- **Stored items from a collection**:
====
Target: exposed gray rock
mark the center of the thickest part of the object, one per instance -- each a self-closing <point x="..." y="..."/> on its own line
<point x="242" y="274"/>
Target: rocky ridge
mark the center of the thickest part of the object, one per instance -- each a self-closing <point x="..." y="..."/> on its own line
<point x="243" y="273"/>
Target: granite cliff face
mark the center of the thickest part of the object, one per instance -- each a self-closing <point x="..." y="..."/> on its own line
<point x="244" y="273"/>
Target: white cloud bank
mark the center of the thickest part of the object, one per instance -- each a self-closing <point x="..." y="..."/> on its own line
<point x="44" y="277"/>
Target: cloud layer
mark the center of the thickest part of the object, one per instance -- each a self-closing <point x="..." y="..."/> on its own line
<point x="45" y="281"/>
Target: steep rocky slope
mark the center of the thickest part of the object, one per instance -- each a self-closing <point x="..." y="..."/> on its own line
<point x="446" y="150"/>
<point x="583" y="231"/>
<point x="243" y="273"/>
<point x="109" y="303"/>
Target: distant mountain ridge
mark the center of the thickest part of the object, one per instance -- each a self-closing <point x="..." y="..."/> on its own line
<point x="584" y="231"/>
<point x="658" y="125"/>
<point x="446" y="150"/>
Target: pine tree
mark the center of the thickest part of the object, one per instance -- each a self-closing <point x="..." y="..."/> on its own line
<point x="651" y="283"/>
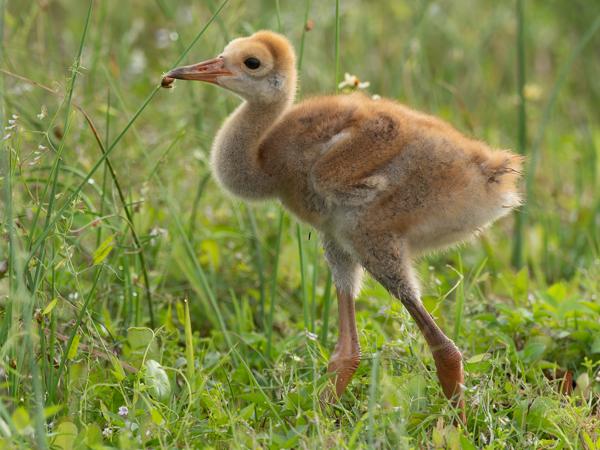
====
- **Exercise brief**: Rename "thickest part" to "widest part" in every one of the lines above, keep everything else the same, and leave the pictures out.

- **Answer to this exercise**:
Target: exposed gray rock
mark the center of the widest part of the object, one per instance -- each a self-closing <point x="..." y="..."/> on its own line
<point x="242" y="274"/>
Target: rocky ridge
mark the center of the widest part of the object, one per instance -- each a self-closing <point x="..." y="..."/> on its own line
<point x="243" y="273"/>
Target: granite cliff face
mark the center of the widest part of the object, one per instance -- each a self-closing <point x="..." y="..."/> on its own line
<point x="244" y="273"/>
Target: white cloud bank
mark the center of the widest part of the object, one per instance -- each a self-closing <point x="..." y="..."/> on its own line
<point x="44" y="277"/>
Target: cloud layer
mark the center of the widest part of the object, one per instance -- each a self-closing <point x="..." y="..."/> on its own line
<point x="45" y="281"/>
Target: steep rocky slope
mark the center of the widest part of the object, one per instance -- each a self-closing <point x="..." y="..."/> on its own line
<point x="446" y="150"/>
<point x="583" y="231"/>
<point x="243" y="273"/>
<point x="109" y="303"/>
Target: distant mountain ridge
mark the center of the widest part of the object, one per instance -- each a self-closing <point x="..." y="..."/> on its own line
<point x="584" y="231"/>
<point x="658" y="125"/>
<point x="446" y="150"/>
Target: pine tree
mark the center of the widest part of the object, one per instance -- each a self-closing <point x="..." y="..."/> on its own line
<point x="651" y="283"/>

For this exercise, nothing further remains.